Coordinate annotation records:
§ §

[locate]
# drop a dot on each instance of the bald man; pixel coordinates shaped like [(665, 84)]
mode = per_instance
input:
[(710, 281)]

§ §

PROBLEM REQUIREMENTS:
Can you format every line of the material above as a numbered list, leaving out any blank lines?

SOLVED EXERCISE:
1. [locate]
2. # drop a dot on each instance of the bald man; pixel coordinates shaped like [(665, 84)]
3. mode = per_instance
4. input:
5. [(710, 281)]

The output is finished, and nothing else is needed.